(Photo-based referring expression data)

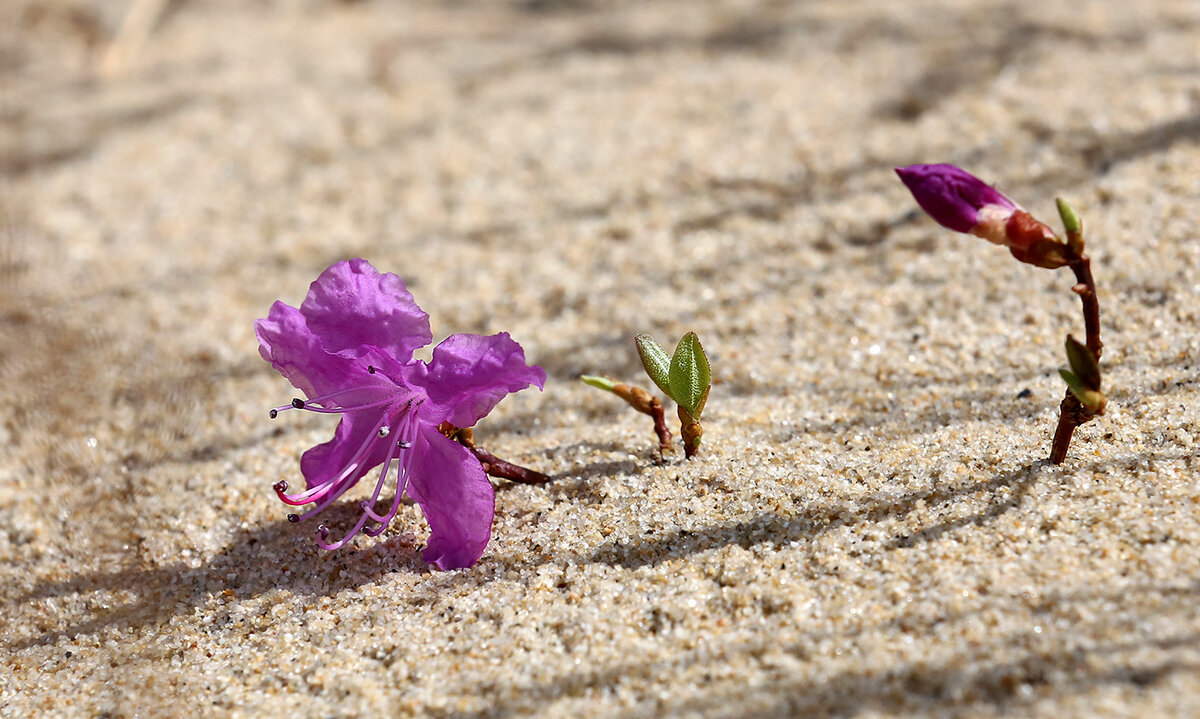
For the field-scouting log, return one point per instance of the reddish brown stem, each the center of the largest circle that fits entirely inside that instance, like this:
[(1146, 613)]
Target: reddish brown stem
[(691, 433), (647, 403), (1072, 412), (660, 426), (492, 465), (1086, 292), (498, 467)]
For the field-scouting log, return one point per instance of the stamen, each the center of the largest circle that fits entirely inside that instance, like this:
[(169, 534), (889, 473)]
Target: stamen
[(345, 408), (316, 493), (367, 505), (323, 534)]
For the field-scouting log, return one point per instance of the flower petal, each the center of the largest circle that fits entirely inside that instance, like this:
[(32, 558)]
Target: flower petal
[(457, 499), (357, 431), (286, 341), (949, 195), (353, 307), (469, 373)]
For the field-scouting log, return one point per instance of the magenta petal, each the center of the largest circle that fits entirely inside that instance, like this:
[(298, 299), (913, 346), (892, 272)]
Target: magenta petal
[(286, 341), (352, 307), (953, 197), (357, 430), (469, 373), (457, 499)]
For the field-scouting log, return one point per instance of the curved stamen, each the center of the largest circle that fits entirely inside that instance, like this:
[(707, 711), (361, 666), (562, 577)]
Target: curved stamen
[(309, 407), (316, 493), (323, 533), (367, 504), (324, 399), (401, 483)]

# [WHAT YOU SHOULD DO]
How many lines in the records contain the string "return"? Give the number by itself.

# [TASK RESULT]
5